_TASK LIST_.
[1] List every church that the passage on the Moissac snake-woman sculpture names as another example of this type of image, with its location.
[2] Gather every line of the listing that contains the word "orange", matching case exactly.

_DOCUMENT SECTION_.
This striking sculpture from the porch of the church of Saint-Pierre at Moissac is one of a group of images of women with snakes attached to their breasts found within the corpus of French Romanesque sculpture and found in particular on churches in western and southern France.  Other examples of this type of image appear on the churches of Saint-Pierre, Aulnay; Saint-Nicholas, Angers; Saint-Sernin, Toulouse; Sainte-Croix, Bordeaux; Saint-Jouin, Les-Marnes; Saint-Colombe, Angoumois; and elsewhere. The Moissac snake-woman sculpture stands out from this group, however, because of its size and its location.  Most of these images are on a small scale and appear in elevated positions; on sculpted capitals (Saint-Pierre, Aulnay; Saint-Nicholas, Angers; Saint-Sernin, Toulouse), in doorway archivolts (Sainte-Croix, Bordeaux), and on the upper reaches of church facades (Saint-Jouin, Les-Marnes).  The Moissac sculpture, by contrast, is a nearly life-sized figure that appears at the base of one of the sculpted side walls of the church’s entrance porch.  These differences heighten this particular snake-woman’s impact upon its beholders, both medieval and modern, by increasing the immediacy of their contact with the woman’s tormented body.  The Moissac sculpture has thus been a focus for art-historical inquiry into this group of images and will be the focus of my work in this chapter.

_RECORDS SHOWN_.
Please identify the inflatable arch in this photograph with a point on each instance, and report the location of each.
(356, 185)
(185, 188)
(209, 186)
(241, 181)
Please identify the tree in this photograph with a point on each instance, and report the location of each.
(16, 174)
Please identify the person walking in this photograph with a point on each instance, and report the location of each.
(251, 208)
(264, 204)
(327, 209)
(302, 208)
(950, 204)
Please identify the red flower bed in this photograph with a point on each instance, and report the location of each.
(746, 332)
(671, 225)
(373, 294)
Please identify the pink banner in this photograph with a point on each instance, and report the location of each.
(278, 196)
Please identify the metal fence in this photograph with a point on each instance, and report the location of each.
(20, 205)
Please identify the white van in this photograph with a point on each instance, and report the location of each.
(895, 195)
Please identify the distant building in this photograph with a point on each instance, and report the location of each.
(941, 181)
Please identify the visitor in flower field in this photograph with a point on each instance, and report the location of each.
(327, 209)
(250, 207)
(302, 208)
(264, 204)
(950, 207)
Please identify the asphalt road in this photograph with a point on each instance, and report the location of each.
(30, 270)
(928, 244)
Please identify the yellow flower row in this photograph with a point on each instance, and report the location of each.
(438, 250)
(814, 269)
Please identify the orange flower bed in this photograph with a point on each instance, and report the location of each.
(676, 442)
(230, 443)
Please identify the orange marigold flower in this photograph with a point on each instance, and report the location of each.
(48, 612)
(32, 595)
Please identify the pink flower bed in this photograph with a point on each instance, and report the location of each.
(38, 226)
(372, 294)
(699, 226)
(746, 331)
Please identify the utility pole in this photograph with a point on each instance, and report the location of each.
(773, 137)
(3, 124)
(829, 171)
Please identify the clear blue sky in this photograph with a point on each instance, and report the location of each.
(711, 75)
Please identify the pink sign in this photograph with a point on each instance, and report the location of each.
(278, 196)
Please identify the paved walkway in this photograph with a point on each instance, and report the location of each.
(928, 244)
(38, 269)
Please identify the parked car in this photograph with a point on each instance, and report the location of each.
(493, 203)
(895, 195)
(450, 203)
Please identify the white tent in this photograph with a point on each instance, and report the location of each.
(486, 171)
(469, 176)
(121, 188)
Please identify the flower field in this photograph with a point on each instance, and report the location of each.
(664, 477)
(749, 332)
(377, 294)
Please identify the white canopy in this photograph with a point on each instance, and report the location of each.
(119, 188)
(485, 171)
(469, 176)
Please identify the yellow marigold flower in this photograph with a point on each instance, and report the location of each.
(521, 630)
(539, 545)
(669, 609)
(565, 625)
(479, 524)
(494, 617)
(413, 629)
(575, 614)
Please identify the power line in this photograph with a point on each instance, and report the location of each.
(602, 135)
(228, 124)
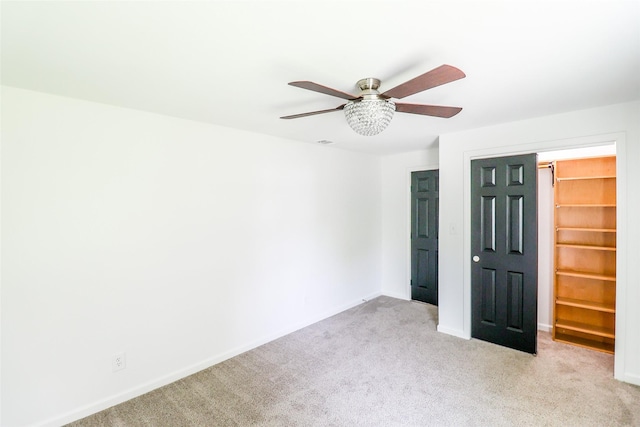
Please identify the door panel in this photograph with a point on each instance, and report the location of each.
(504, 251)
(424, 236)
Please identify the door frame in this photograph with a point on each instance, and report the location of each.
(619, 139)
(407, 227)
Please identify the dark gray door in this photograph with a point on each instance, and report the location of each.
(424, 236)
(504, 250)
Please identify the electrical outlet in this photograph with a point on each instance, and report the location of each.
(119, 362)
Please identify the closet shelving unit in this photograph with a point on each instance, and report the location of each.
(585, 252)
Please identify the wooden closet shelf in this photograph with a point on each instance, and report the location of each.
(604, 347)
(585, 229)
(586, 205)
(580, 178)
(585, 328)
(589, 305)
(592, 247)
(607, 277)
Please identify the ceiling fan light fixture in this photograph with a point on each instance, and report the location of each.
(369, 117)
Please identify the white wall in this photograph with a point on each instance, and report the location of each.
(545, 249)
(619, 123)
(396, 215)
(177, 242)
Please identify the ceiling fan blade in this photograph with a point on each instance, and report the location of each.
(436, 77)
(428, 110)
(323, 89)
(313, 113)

_THE ANSWERS_.
[1]
Saint-Pierre, Aulnay
Saint-Nicholas, Angers
Saint-Sernin, Toulouse
Sainte-Croix, Bordeaux
Saint-Jouin, Les-Marnes
Saint-Colombe, Angoumois

[2]
Please identify the orange flower bed in this photograph with a point on each instance, and report the location of each.
Please identify the orange marigold flower in this photograph with a point on each instance, and report the location of each.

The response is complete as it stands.